Dalam perjalanannya, akibat merosotnya kondisi bisnis global, baik karena perang dagang maupun Virus Corona, pemegang saham lama pun menawarkan diskon harga beli kepada Bangkok Bank. Berdasarkan revisi CPSA yang ditandatanagni 23 April , harga jual Bank Permata menjadi hanya 1,63 kali book value atau totalnya menjadi sekitar Rp34 Triliun. Lebih murah Rp3,43 Triliun, namun penyelesian transaksinya lebih cepat, yakni sebelum 30 Juni 2020. Dari kesepakatan ini, Bangkok Bank berhasil membeli Bank Permata dengan harga lebih murah. Sementara Astra Internasional dan Standard Chartered bakal mendapatkan dana segar lebih cepat dari kesepakatan sebelumnya.

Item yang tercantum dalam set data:
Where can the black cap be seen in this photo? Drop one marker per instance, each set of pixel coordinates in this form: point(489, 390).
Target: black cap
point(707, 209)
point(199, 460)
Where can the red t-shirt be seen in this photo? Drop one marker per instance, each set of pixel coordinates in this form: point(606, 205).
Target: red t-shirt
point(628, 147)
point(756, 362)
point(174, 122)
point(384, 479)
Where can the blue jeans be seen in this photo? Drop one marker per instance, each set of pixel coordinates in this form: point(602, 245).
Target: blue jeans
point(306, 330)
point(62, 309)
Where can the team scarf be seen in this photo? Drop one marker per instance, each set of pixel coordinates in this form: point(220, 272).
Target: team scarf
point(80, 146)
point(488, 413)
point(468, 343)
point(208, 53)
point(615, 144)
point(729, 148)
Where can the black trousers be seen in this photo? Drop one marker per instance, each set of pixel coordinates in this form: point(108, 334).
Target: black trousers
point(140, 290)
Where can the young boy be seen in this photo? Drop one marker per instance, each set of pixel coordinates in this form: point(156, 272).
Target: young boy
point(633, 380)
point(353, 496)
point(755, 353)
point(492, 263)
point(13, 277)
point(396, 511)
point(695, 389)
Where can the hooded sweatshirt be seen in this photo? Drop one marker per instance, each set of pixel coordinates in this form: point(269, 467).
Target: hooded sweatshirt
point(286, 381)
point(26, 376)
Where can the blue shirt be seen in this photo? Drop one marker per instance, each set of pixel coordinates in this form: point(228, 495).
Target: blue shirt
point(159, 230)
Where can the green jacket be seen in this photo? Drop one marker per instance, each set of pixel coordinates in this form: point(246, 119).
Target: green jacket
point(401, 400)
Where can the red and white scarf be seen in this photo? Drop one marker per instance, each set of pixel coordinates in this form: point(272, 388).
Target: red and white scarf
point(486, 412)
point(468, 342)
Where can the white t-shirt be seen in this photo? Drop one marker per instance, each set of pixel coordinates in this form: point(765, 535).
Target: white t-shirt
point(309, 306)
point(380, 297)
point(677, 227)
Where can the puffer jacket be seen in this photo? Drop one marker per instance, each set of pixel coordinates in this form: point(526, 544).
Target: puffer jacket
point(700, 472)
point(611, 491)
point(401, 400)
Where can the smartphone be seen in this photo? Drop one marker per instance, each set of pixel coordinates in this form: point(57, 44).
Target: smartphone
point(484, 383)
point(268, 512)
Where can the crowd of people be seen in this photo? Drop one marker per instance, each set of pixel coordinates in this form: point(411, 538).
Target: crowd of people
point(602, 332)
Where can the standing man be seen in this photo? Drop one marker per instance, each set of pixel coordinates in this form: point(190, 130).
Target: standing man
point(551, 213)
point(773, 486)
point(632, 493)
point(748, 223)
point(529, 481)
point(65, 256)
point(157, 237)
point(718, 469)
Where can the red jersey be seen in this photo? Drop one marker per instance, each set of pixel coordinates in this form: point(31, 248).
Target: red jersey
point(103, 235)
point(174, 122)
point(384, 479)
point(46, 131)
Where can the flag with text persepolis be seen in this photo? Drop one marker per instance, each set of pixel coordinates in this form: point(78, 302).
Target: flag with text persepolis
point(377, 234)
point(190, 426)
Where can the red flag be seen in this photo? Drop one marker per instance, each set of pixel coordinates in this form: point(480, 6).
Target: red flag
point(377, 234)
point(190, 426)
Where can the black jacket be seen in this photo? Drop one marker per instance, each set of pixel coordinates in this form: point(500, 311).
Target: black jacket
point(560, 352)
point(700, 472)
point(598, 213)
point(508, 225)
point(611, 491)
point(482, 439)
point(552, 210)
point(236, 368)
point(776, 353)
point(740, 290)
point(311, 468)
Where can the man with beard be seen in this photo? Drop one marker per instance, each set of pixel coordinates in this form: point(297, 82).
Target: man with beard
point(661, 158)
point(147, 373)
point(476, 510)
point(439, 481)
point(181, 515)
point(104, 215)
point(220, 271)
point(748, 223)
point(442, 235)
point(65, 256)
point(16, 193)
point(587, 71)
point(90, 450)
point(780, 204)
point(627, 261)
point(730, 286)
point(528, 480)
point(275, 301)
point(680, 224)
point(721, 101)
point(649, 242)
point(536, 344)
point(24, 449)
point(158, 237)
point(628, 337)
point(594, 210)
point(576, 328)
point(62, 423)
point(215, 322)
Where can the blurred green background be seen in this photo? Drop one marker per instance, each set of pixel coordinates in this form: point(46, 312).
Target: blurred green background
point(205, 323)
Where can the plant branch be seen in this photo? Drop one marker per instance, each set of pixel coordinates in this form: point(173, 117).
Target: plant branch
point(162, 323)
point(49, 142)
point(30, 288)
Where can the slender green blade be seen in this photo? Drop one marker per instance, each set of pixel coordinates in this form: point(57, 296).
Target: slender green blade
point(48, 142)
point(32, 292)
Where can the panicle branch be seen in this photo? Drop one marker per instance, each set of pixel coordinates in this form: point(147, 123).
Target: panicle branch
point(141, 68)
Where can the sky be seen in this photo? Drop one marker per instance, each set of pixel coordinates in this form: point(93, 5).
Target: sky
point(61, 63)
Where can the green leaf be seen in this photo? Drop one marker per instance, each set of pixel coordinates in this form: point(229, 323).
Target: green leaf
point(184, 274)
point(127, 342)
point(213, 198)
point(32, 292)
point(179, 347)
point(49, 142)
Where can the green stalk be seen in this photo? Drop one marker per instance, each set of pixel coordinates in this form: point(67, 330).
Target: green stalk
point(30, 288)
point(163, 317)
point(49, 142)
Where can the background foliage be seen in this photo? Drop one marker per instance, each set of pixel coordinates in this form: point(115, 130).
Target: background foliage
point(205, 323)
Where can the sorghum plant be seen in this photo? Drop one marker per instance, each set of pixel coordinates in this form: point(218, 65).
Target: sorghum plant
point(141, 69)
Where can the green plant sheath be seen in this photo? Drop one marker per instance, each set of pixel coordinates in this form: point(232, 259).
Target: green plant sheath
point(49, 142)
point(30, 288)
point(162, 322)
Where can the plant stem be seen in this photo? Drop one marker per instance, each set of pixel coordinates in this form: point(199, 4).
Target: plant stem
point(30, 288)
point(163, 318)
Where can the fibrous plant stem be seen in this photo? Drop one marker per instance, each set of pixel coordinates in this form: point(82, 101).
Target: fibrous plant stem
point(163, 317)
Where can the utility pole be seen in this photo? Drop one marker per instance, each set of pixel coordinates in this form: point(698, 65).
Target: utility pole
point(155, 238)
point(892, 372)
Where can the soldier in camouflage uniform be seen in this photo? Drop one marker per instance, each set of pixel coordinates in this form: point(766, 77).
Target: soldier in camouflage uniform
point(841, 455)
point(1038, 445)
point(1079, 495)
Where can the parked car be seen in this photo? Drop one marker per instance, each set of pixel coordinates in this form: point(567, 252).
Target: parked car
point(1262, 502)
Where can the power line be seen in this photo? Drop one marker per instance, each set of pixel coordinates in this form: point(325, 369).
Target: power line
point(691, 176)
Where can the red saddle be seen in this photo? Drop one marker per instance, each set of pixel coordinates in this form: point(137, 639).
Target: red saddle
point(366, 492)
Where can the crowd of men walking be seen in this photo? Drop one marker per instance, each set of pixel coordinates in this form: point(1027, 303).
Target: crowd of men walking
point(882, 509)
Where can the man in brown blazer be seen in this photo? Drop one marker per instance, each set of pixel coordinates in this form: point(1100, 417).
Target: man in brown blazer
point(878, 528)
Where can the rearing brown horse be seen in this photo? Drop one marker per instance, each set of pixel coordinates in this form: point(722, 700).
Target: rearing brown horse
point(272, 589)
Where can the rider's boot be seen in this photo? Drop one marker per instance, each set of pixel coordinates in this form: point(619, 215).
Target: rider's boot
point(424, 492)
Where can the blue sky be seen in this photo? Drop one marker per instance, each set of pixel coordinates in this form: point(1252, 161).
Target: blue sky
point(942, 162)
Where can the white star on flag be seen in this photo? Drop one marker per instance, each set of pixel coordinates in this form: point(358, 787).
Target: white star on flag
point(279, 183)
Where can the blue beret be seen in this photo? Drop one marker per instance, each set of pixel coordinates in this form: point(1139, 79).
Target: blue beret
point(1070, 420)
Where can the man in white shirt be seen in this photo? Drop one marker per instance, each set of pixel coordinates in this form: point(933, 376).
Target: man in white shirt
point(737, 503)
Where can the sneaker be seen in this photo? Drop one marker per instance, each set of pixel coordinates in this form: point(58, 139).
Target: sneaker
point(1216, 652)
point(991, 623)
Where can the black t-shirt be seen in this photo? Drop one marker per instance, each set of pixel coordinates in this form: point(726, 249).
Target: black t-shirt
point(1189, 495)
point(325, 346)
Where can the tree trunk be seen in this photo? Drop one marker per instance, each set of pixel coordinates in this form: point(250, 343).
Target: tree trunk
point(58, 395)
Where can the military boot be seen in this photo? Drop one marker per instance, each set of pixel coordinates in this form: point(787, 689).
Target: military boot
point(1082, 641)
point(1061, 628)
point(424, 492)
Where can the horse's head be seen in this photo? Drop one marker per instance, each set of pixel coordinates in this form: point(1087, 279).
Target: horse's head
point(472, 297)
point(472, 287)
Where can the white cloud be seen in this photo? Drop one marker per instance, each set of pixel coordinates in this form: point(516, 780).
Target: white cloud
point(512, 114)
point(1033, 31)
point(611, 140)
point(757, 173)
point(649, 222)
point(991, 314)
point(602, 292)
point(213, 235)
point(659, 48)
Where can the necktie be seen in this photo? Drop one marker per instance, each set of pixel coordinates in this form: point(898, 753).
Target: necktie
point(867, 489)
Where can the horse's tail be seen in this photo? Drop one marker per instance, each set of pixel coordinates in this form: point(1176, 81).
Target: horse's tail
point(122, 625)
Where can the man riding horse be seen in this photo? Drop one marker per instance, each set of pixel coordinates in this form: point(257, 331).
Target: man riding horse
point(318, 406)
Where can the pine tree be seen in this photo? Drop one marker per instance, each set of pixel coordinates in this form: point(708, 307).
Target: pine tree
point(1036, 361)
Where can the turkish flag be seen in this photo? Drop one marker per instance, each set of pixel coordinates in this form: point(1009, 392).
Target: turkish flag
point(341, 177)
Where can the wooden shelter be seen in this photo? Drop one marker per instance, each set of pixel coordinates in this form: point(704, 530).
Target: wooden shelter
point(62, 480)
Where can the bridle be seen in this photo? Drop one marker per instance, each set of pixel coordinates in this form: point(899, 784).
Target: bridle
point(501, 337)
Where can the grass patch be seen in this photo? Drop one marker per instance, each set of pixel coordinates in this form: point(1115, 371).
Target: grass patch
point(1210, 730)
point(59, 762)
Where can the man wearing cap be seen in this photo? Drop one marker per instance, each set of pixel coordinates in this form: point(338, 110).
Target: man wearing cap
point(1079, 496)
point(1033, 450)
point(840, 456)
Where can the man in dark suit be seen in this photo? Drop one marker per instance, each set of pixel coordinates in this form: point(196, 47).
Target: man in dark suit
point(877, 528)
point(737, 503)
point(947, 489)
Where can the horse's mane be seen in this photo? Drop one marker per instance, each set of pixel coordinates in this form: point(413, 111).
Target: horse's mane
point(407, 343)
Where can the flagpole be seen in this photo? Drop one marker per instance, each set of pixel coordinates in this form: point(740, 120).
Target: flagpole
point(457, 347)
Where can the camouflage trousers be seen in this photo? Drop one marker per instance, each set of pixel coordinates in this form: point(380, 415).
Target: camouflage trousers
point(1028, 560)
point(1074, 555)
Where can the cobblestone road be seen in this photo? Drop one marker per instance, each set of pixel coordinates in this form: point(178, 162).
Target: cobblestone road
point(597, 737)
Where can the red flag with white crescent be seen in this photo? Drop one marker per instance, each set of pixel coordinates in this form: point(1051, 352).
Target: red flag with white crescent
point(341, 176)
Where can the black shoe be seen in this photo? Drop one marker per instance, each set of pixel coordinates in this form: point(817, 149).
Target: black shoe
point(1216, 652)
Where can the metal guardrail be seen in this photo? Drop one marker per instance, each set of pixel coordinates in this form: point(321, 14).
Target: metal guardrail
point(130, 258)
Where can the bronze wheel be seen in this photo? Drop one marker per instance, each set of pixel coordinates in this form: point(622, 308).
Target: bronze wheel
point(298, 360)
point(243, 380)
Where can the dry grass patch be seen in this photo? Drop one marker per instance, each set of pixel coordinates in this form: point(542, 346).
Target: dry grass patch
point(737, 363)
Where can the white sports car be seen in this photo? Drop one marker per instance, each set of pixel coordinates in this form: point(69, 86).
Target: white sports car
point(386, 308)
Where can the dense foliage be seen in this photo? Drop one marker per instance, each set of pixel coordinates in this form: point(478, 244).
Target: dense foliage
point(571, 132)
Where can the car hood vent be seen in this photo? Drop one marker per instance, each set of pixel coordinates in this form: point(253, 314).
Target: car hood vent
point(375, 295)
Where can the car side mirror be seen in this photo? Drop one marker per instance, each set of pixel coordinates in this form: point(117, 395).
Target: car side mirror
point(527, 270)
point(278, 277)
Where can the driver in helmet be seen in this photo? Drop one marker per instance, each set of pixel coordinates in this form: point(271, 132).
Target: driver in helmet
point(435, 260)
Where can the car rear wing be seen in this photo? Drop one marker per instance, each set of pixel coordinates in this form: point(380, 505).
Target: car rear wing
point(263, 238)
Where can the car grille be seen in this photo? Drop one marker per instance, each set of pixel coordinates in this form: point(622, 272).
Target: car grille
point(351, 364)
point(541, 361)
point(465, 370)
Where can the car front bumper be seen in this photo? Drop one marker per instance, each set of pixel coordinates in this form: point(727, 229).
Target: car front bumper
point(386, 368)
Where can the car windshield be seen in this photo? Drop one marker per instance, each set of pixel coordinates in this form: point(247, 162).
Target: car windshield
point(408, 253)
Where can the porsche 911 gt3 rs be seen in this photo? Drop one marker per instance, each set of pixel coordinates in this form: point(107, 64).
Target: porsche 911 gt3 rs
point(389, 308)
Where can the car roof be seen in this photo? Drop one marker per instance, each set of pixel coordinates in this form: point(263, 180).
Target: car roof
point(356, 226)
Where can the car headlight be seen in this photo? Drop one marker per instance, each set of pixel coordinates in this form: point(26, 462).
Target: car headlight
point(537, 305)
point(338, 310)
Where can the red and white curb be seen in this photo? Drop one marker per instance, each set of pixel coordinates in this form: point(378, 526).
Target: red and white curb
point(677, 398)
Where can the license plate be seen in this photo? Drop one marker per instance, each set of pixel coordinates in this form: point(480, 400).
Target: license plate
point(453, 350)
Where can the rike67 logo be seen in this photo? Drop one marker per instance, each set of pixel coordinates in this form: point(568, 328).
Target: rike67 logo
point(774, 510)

**KERJAKAN TUGAS BERIKUT:**
1. Menurut teks tentang penjualan Bank Permata, berapa total harga jual Bank Permata berdasarkan revisi CPSA?
2. Tentukan apakah pernyataan (a), (b), dan (c) berikut sesuai dengan teks tentang penjualan Bank Permata, lalu kutip kata-kata teks yang menjadi penentunya. (a) Harga jual Bank Permata setelah revisi turun Rp3,43 triliun. (b) Penyelesaian transaksi dijadwalkan setelah 30 Juni 2020. (c) Bangkok Bank menawarkan diskon harga kepada pemegang saham lama.
3. Tulis ulang paragraf dalam teks tentang penjualan Bank Permata yang diawali "Dalam perjalanannya" dalam bentuk daftar dengan tetap memuat fakta-fakta utamanya.

**JAWABAN TERTULIS:**
1. Sekitar Rp34 triliun, atau 1,63 kali book value.

2.
(a) Ya: "Lebih murah Rp3,43 Triliun"
(b) Tidak: "sebelum 30 Juni 2020"
(c) Tidak: "pemegang saham lama pun menawarkan diskon harga beli kepada Bangkok Bank"

3.
- Kondisi bisnis global merosot akibat perang dagang dan Virus Corona.
- Pemegang saham lama menawarkan diskon harga beli kepada Bangkok Bank.
- Menurut revisi CPSA yang ditandatangani 23 April, harga jual Bank Permata menjadi 1,63 kali book value, atau sekitar Rp34 triliun.
- Harga itu lebih murah Rp3,43 triliun, dan penyelesaian transaksinya lebih cepat, yaitu sebelum 30 Juni 2020.
- Bangkok Bank membeli Bank Permata dengan harga lebih murah.
- Astra Internasional dan Standard Chartered memperoleh dana segar lebih cepat daripada menurut kesepakatan sebelumnya.